Region annotation rows:
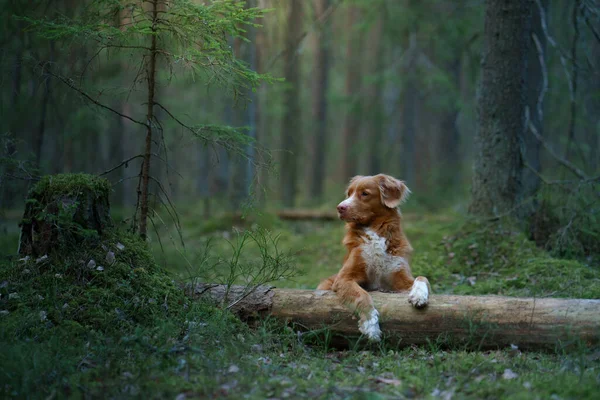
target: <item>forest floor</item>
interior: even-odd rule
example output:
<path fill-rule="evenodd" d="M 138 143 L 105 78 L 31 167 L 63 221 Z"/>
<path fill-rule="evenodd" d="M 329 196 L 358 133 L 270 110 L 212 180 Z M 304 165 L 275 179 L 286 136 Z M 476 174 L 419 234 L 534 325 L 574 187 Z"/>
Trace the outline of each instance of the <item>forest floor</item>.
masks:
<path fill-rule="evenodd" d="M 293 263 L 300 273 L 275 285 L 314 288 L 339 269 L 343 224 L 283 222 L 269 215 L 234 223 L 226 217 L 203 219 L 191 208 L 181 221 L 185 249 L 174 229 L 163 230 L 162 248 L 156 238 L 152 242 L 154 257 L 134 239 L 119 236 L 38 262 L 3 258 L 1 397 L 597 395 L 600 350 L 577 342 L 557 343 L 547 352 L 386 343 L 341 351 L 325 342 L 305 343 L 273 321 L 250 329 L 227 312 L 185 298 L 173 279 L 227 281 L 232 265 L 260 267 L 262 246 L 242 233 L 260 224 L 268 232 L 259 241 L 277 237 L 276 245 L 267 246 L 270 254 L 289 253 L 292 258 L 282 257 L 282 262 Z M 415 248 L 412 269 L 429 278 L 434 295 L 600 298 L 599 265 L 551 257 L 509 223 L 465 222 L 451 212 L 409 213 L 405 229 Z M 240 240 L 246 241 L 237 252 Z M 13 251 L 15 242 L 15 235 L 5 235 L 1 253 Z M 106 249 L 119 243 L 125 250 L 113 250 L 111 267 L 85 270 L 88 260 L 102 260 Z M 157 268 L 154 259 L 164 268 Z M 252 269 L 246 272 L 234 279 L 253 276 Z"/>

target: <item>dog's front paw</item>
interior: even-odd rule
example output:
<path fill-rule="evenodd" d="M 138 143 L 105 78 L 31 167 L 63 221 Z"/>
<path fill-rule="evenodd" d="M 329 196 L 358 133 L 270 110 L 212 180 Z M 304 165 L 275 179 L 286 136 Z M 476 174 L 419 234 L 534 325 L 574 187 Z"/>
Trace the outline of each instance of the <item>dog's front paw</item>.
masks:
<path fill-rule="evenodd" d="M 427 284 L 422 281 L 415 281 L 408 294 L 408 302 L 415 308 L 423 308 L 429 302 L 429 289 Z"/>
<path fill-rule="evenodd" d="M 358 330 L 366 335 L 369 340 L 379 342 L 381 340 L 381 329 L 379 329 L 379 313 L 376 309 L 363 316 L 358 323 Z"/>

---

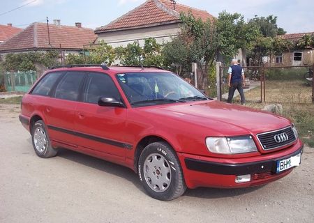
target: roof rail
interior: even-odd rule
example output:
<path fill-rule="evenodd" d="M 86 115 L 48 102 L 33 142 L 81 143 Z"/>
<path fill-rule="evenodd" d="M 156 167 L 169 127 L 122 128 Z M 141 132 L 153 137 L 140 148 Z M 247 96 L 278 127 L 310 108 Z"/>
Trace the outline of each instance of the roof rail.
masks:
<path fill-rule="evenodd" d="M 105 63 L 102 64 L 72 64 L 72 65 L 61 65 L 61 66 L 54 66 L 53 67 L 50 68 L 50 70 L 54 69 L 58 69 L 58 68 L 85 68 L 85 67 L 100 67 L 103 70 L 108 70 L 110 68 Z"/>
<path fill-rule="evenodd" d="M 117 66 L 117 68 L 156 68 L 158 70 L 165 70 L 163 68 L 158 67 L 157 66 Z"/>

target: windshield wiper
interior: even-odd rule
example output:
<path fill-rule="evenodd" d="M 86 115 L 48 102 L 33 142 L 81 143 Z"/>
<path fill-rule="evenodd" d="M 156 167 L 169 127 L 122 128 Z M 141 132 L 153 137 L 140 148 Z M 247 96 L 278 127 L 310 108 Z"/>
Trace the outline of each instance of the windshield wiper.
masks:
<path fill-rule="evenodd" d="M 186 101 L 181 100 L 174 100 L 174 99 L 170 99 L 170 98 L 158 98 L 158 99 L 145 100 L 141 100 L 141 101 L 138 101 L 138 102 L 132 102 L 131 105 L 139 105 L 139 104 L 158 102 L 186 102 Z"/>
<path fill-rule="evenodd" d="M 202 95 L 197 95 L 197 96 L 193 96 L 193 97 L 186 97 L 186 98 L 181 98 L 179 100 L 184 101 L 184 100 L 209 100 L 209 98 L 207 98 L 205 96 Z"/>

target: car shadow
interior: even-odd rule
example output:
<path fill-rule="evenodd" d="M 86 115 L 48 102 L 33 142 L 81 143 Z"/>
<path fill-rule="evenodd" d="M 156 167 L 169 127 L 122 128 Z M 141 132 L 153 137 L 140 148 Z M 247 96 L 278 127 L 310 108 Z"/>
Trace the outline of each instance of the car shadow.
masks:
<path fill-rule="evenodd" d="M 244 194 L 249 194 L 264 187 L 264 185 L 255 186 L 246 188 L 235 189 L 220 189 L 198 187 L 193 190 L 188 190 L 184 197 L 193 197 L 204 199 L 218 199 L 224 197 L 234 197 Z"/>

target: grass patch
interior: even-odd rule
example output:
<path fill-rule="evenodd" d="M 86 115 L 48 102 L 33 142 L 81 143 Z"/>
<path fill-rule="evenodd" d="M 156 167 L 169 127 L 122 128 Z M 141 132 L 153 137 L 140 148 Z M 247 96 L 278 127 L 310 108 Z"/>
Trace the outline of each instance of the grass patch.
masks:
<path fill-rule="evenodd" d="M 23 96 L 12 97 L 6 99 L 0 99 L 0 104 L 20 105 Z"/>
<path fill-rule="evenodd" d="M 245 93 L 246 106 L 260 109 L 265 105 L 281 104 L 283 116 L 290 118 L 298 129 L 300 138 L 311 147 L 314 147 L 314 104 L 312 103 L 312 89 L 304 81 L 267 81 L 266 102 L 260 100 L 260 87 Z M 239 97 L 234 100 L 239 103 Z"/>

...

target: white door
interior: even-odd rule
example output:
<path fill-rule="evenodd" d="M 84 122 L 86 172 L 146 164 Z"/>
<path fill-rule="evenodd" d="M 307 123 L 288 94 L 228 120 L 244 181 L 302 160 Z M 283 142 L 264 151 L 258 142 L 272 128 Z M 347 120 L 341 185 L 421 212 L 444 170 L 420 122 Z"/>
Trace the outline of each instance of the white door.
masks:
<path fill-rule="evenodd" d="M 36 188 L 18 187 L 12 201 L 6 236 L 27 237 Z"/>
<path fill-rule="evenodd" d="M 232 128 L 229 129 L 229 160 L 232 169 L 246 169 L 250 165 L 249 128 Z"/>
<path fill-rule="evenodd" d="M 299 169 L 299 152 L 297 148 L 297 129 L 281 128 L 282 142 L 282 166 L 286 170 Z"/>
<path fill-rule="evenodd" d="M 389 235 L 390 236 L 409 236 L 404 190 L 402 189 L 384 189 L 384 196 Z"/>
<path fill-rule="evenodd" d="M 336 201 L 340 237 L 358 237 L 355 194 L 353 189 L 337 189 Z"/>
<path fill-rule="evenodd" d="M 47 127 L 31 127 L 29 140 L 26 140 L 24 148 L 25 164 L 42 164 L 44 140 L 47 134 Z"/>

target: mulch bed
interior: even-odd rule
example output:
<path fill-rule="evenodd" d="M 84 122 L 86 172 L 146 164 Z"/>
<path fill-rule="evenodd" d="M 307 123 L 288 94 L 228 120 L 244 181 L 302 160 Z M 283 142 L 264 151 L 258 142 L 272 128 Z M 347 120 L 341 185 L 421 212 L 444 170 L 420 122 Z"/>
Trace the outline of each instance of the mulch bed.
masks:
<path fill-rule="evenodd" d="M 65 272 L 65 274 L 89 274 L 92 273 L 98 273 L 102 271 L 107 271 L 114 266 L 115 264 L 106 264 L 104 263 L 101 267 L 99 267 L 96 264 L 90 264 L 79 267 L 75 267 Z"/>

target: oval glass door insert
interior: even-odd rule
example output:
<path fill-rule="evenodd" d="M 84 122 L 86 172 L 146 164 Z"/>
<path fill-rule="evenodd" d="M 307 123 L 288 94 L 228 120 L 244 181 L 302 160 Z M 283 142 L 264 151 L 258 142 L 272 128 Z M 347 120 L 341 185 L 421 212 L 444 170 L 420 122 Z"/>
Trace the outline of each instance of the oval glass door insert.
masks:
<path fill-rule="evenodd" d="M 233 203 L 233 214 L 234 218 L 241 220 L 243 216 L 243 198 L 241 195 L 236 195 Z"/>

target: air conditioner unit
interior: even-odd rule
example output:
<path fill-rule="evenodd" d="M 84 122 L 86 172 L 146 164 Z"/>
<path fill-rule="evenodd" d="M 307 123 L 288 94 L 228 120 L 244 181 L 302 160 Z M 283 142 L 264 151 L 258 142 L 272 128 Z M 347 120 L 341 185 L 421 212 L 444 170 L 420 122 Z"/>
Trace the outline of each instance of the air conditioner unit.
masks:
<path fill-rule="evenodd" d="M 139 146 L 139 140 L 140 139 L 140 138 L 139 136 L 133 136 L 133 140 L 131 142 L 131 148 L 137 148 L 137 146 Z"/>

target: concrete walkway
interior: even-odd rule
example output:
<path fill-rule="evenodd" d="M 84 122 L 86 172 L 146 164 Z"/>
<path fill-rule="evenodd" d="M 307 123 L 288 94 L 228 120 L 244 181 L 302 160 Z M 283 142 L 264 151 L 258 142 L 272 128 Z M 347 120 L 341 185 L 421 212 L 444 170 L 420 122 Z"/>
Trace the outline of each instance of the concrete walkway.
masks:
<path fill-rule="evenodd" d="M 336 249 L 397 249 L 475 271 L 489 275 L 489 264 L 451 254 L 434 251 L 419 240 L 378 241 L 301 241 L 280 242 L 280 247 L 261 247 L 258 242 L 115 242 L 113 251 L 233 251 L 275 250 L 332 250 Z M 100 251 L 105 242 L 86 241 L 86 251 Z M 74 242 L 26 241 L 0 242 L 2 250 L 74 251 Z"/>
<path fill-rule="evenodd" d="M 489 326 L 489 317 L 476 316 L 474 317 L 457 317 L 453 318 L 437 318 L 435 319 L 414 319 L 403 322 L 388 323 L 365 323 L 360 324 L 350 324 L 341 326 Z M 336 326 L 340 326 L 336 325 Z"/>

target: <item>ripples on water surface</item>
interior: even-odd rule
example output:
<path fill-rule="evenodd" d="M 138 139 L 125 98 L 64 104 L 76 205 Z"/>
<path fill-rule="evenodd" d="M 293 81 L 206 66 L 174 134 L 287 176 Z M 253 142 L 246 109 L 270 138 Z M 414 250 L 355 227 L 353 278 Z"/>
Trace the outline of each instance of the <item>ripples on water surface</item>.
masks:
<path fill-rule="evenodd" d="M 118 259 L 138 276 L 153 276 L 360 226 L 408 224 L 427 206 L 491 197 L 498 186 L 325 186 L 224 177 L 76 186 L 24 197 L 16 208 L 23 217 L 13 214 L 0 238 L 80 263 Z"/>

» GOAL
Write out the lines from the one containing "target: white door" through the one containing "232 128 L 229", keeping both of those lines, with every character unchanged.

» SOLUTION TO THIS TASK
target: white door
interior: even-odd rule
example output:
<path fill-rule="evenodd" d="M 84 122 L 86 172 L 146 164 Z"/>
<path fill-rule="evenodd" d="M 307 123 L 288 94 L 228 120 L 244 181 L 302 160 Z M 283 142 L 264 151 L 258 142 L 272 128 Z M 347 120 L 341 185 L 421 212 L 444 170 L 420 122 Z"/>
Trace the outline of each instance of the white door.
masks:
<path fill-rule="evenodd" d="M 36 188 L 18 187 L 12 201 L 6 236 L 27 237 Z"/>
<path fill-rule="evenodd" d="M 232 128 L 229 129 L 229 160 L 232 169 L 246 169 L 250 165 L 249 128 Z"/>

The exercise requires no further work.